TASK DIRECTIONS:
Copy the listing below line for line, with every character unchanged.

[GIVEN DATA start]

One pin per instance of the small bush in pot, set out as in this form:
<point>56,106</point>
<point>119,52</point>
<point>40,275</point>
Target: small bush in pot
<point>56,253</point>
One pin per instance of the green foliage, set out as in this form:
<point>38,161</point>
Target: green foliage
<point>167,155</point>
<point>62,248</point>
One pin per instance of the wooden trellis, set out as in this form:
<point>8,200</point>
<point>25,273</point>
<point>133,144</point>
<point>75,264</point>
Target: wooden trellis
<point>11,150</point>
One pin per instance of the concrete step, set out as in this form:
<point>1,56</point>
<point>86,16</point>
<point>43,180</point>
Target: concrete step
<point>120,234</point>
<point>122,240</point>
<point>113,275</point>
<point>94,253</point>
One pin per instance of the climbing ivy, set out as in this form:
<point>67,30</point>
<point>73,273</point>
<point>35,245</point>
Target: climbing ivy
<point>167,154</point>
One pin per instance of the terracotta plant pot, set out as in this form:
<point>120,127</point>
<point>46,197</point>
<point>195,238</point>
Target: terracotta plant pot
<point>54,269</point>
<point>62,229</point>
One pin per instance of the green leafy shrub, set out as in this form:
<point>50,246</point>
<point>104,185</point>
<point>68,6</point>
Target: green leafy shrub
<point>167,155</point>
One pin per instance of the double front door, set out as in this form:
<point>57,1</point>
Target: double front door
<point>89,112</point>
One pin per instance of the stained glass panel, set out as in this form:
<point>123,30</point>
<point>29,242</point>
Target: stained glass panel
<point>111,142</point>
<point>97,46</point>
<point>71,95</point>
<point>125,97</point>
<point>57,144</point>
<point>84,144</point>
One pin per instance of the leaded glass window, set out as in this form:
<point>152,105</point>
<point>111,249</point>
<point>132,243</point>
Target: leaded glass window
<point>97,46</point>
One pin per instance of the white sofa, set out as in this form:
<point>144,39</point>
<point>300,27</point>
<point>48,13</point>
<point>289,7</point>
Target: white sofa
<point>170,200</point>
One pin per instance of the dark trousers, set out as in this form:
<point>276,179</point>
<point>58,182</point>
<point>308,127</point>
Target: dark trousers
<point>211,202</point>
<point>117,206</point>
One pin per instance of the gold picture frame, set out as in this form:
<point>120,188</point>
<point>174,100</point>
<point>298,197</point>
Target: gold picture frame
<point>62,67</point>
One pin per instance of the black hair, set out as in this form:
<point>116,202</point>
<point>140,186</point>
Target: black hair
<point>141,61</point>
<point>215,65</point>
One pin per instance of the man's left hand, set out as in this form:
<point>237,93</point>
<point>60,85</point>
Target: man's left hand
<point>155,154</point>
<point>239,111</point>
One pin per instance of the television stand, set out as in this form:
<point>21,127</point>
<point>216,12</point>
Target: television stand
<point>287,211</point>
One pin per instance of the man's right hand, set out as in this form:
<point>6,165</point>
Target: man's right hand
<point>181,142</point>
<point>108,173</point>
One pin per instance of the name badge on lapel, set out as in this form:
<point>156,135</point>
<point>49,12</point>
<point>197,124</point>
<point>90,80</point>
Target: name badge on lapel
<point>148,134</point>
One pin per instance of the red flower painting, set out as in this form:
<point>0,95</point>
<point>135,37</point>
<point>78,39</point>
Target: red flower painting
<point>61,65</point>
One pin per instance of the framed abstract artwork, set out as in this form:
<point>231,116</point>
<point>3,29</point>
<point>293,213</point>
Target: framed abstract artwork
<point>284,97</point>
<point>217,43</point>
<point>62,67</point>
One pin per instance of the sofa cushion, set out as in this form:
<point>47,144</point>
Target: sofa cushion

[GIVEN DATA end]

OUTPUT BELOW:
One pin per instance of the small bush in pot, set out as in this form:
<point>56,106</point>
<point>119,52</point>
<point>40,275</point>
Target: small bush in pot
<point>56,253</point>
One pin per instance of the green foliage, set out as in this form:
<point>38,161</point>
Target: green foliage
<point>167,155</point>
<point>62,248</point>
One pin per instance of the wooden trellis, set out as in this form:
<point>8,200</point>
<point>25,273</point>
<point>133,144</point>
<point>75,264</point>
Target: wooden trellis
<point>11,150</point>
One pin per instance of the concrete step, set out as in this form:
<point>1,56</point>
<point>86,16</point>
<point>43,180</point>
Target: concrete step
<point>120,234</point>
<point>122,240</point>
<point>113,275</point>
<point>94,253</point>
One pin per instance of the climbing ivy, set out as in this form:
<point>67,30</point>
<point>73,273</point>
<point>35,245</point>
Target: climbing ivy
<point>167,154</point>
One pin per instance of the terracotta plant pot, set out as in this form:
<point>120,127</point>
<point>46,197</point>
<point>195,238</point>
Target: terracotta plant pot
<point>54,269</point>
<point>62,229</point>
One pin per instance of the green leafy shrub, set out as in this form:
<point>50,246</point>
<point>104,185</point>
<point>68,6</point>
Target: green leafy shrub
<point>167,155</point>
One pin per instance of the double front door, set out as in this form:
<point>57,1</point>
Target: double front door
<point>89,112</point>
One pin per instance of the stained glass panel, set out as in this form:
<point>123,30</point>
<point>29,242</point>
Target: stained glass panel
<point>111,142</point>
<point>97,46</point>
<point>71,95</point>
<point>125,97</point>
<point>57,144</point>
<point>84,144</point>
One pin per instance of the leaded glass window, set out as in this form:
<point>152,105</point>
<point>111,249</point>
<point>132,243</point>
Target: leaded glass window
<point>97,46</point>
One pin per instance of the white sofa, set out as in this form:
<point>144,39</point>
<point>300,27</point>
<point>48,13</point>
<point>289,7</point>
Target: white sofa
<point>170,200</point>
One pin per instance of the dark trousers, set out as in this form:
<point>276,179</point>
<point>58,182</point>
<point>308,127</point>
Target: dark trousers
<point>211,202</point>
<point>117,206</point>
One pin per instance of the gold picture frame, set out as in this form:
<point>120,188</point>
<point>174,100</point>
<point>298,197</point>
Target: gold picture frame
<point>62,67</point>
One pin per instance of the black hair, set out as in this form:
<point>116,202</point>
<point>140,186</point>
Target: black hair
<point>141,61</point>
<point>215,65</point>
One pin per instance of the man's left hand, set out as in this form:
<point>237,93</point>
<point>60,85</point>
Target: man's left hand
<point>155,154</point>
<point>239,111</point>
One pin per instance of the television stand, set out as in this form:
<point>21,127</point>
<point>216,12</point>
Target: television stand
<point>287,211</point>
One pin per instance of the man's right hand, set out as in this form:
<point>6,165</point>
Target: man's right hand
<point>181,142</point>
<point>108,173</point>
One pin per instance of the name badge on lapel, set out as in this form:
<point>156,135</point>
<point>49,12</point>
<point>197,124</point>
<point>90,80</point>
Target: name badge on lapel
<point>148,134</point>
One pin per instance of the red flower painting, set out as in this form:
<point>0,95</point>
<point>135,37</point>
<point>78,39</point>
Target: red flower painting
<point>61,65</point>
One pin per instance of the framed abstract artwork, set out as in this form:
<point>231,116</point>
<point>3,29</point>
<point>293,213</point>
Target: framed abstract artwork
<point>284,97</point>
<point>217,43</point>
<point>62,67</point>
One pin per instance of the sofa cushion, set out as in this form:
<point>47,144</point>
Target: sofa cushion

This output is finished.